PROBLEM DETAILS
Format every line of the entries below as a Markdown table with the columns Row and Line, numbering each row and skipping blank lines. Leave the pictures out of the table.

BEGIN AVAILABLE DATA

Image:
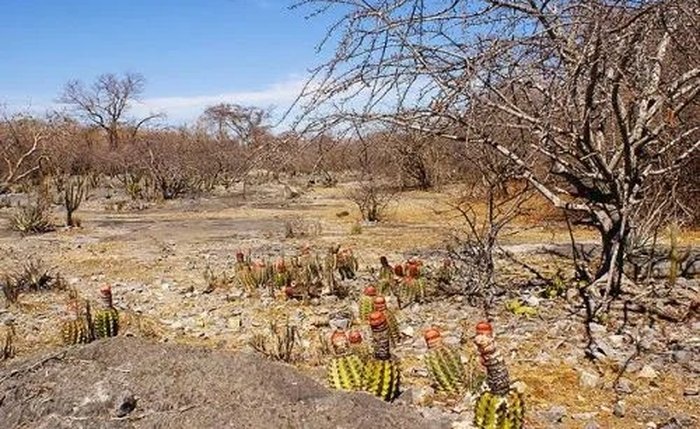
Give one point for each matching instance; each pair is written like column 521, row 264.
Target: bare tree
column 21, row 140
column 106, row 102
column 234, row 121
column 598, row 92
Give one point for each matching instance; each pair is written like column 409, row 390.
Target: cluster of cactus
column 82, row 327
column 366, row 304
column 252, row 274
column 382, row 374
column 407, row 282
column 501, row 406
column 106, row 318
column 355, row 367
column 444, row 364
column 345, row 370
column 79, row 328
column 394, row 331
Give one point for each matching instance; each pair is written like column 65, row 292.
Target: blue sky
column 193, row 53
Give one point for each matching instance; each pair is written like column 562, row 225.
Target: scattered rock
column 591, row 424
column 619, row 409
column 127, row 404
column 588, row 379
column 555, row 414
column 624, row 386
column 648, row 372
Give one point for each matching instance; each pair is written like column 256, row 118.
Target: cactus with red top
column 366, row 304
column 382, row 373
column 77, row 329
column 345, row 369
column 357, row 346
column 107, row 317
column 444, row 364
column 379, row 304
column 501, row 406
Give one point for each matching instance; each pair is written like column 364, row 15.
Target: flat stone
column 648, row 372
column 588, row 379
column 555, row 414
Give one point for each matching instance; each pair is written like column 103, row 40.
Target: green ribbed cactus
column 78, row 329
column 382, row 373
column 106, row 318
column 345, row 369
column 444, row 364
column 502, row 406
column 366, row 303
column 379, row 304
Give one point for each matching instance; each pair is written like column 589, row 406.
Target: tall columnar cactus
column 386, row 276
column 379, row 304
column 345, row 369
column 382, row 373
column 77, row 329
column 366, row 303
column 107, row 317
column 444, row 364
column 501, row 406
column 357, row 346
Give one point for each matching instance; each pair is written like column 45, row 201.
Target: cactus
column 358, row 347
column 78, row 329
column 444, row 364
column 501, row 407
column 106, row 318
column 379, row 304
column 382, row 373
column 345, row 368
column 367, row 301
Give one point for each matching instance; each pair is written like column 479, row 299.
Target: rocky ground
column 155, row 257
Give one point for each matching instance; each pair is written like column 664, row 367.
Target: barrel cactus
column 107, row 317
column 78, row 328
column 379, row 304
column 345, row 368
column 382, row 372
column 501, row 406
column 366, row 303
column 444, row 364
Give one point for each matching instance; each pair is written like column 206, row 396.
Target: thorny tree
column 21, row 141
column 106, row 102
column 599, row 94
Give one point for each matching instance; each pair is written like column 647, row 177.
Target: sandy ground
column 155, row 259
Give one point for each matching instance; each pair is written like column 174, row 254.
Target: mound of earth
column 131, row 382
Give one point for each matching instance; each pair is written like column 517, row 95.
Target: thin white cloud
column 186, row 109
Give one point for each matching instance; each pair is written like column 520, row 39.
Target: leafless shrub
column 75, row 191
column 32, row 277
column 372, row 198
column 32, row 218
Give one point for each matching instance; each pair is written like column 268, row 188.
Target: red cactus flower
column 484, row 328
column 370, row 291
column 379, row 303
column 355, row 337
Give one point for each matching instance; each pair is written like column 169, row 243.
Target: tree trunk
column 614, row 232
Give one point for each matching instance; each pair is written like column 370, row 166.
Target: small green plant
column 501, row 406
column 106, row 318
column 345, row 369
column 32, row 277
column 73, row 195
column 278, row 343
column 444, row 364
column 8, row 344
column 32, row 218
column 382, row 373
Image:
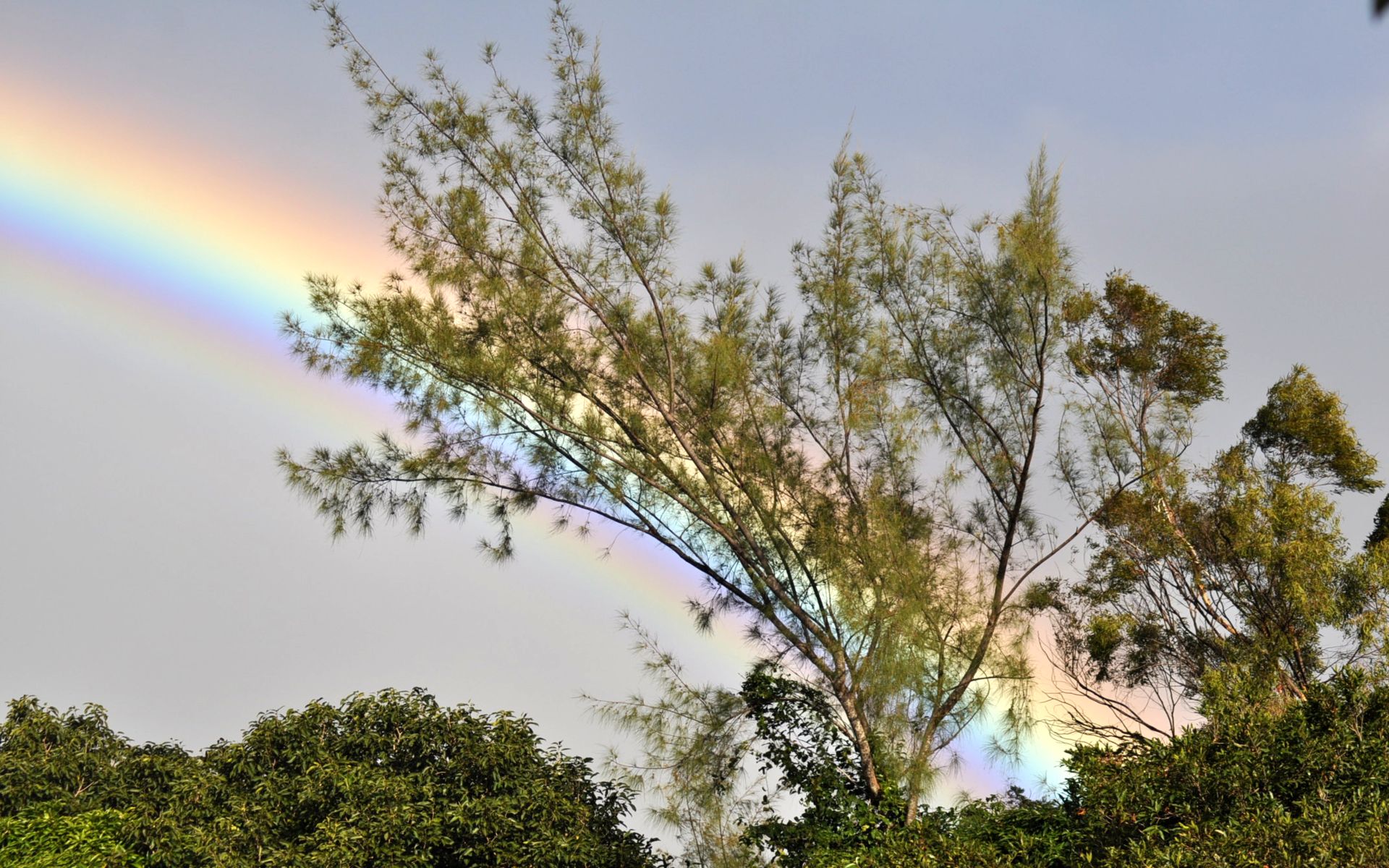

END AVAILABLE DATA

THE RESPONSE
| Row | Line |
|---|---|
| 1 | Image: |
| 2 | Give one point for each matching instance; each pair is written like column 521, row 264. |
| 3 | Target: bare tree |
| 4 | column 21, row 140 |
| 5 | column 106, row 102 |
| 6 | column 234, row 121 |
| 7 | column 598, row 92 |
| 8 | Give one point for each matching instance; each pair is written like column 409, row 390. |
| 9 | Target: cluster of cactus |
| 10 | column 82, row 327 |
| 11 | column 366, row 304 |
| 12 | column 252, row 274 |
| 13 | column 382, row 374 |
| 14 | column 407, row 282 |
| 15 | column 501, row 406 |
| 16 | column 106, row 318 |
| 17 | column 355, row 367 |
| 18 | column 444, row 364 |
| 19 | column 345, row 370 |
| 20 | column 79, row 328 |
| 21 | column 394, row 331 |
| 22 | Give one point for each matching instance; each pair is written like column 65, row 292. |
| 23 | Target: blue sky |
| 24 | column 193, row 53 |
| 25 | Give one point for each matching instance; each pair is written like column 562, row 225. |
| 26 | Target: scattered rock |
| 27 | column 591, row 424 |
| 28 | column 619, row 409 |
| 29 | column 127, row 404 |
| 30 | column 588, row 379 |
| 31 | column 555, row 414 |
| 32 | column 624, row 386 |
| 33 | column 648, row 372 |
| 34 | Give one point for each matching instance; each pair is written like column 256, row 118. |
| 35 | Target: cactus with red top |
| 36 | column 366, row 304 |
| 37 | column 382, row 373 |
| 38 | column 77, row 329 |
| 39 | column 345, row 369 |
| 40 | column 357, row 346 |
| 41 | column 107, row 317 |
| 42 | column 444, row 364 |
| 43 | column 379, row 304 |
| 44 | column 501, row 406 |
| 45 | Give one point for each matching instance; each pair is written like column 364, row 15. |
| 46 | Target: flat stone |
| 47 | column 648, row 372 |
| 48 | column 588, row 379 |
| 49 | column 555, row 414 |
| 50 | Give one point for each matching instance; each pair is written like column 103, row 40. |
| 51 | Target: green ribbed cactus |
| 52 | column 78, row 329 |
| 53 | column 382, row 373 |
| 54 | column 106, row 318 |
| 55 | column 345, row 369 |
| 56 | column 444, row 364 |
| 57 | column 502, row 406 |
| 58 | column 366, row 303 |
| 59 | column 379, row 304 |
| 60 | Give one point for each matching instance; each pair is written like column 589, row 406. |
| 61 | Target: tall columnar cactus |
| 62 | column 386, row 276 |
| 63 | column 379, row 304 |
| 64 | column 345, row 369 |
| 65 | column 382, row 373 |
| 66 | column 77, row 329 |
| 67 | column 366, row 303 |
| 68 | column 107, row 317 |
| 69 | column 444, row 364 |
| 70 | column 501, row 406 |
| 71 | column 357, row 346 |
| 72 | Give one point for each matching instance; each pair is written like column 45, row 201. |
| 73 | Target: cactus |
| 74 | column 358, row 347 |
| 75 | column 78, row 329 |
| 76 | column 444, row 364 |
| 77 | column 501, row 407 |
| 78 | column 106, row 318 |
| 79 | column 379, row 304 |
| 80 | column 382, row 373 |
| 81 | column 345, row 368 |
| 82 | column 367, row 301 |
| 83 | Give one point for each matching instance; each pair is written like column 479, row 299. |
| 84 | Target: rocky ground |
| 85 | column 155, row 257 |
| 86 | Give one point for each matching instance; each pair is written like column 664, row 367. |
| 87 | Target: barrel cactus |
| 88 | column 107, row 317 |
| 89 | column 78, row 328 |
| 90 | column 379, row 304 |
| 91 | column 345, row 368 |
| 92 | column 382, row 372 |
| 93 | column 501, row 406 |
| 94 | column 366, row 303 |
| 95 | column 444, row 364 |
| 96 | Give one point for each matching instance; each pair is written like column 206, row 396. |
| 97 | Target: thorny tree |
| 98 | column 21, row 141 |
| 99 | column 106, row 102 |
| 100 | column 599, row 94 |
| 101 | Give one point for each matching instance; each pair is written like column 647, row 177. |
| 102 | Target: sandy ground |
| 103 | column 155, row 259 |
| 104 | Give one point for each matching instance; each pair is written like column 174, row 254. |
| 105 | Target: mound of earth |
| 106 | column 131, row 382 |
| 107 | Give one point for each matching instance; each pair is written like column 517, row 95. |
| 108 | Target: thin white cloud |
| 109 | column 186, row 109 |
| 110 | Give one point for each matching instance; each pair is written like column 520, row 39. |
| 111 | Target: leafless shrub |
| 112 | column 75, row 191 |
| 113 | column 32, row 277 |
| 114 | column 372, row 198 |
| 115 | column 32, row 218 |
| 116 | Give one point for each matching instance; each pair is written like column 268, row 188. |
| 117 | Target: red cactus flower |
| 118 | column 484, row 328 |
| 119 | column 370, row 291 |
| 120 | column 379, row 303 |
| 121 | column 355, row 337 |
| 122 | Give one point for each matching instance; each pair is written like column 169, row 243. |
| 123 | Target: tree trunk |
| 124 | column 614, row 232 |
| 125 | Give one point for each matching instance; each pair is written like column 370, row 166. |
| 126 | Target: small green plant |
| 127 | column 501, row 406 |
| 128 | column 106, row 318 |
| 129 | column 345, row 369 |
| 130 | column 32, row 277 |
| 131 | column 73, row 195 |
| 132 | column 278, row 343 |
| 133 | column 444, row 364 |
| 134 | column 8, row 344 |
| 135 | column 32, row 218 |
| 136 | column 382, row 373 |
| 137 | Image: |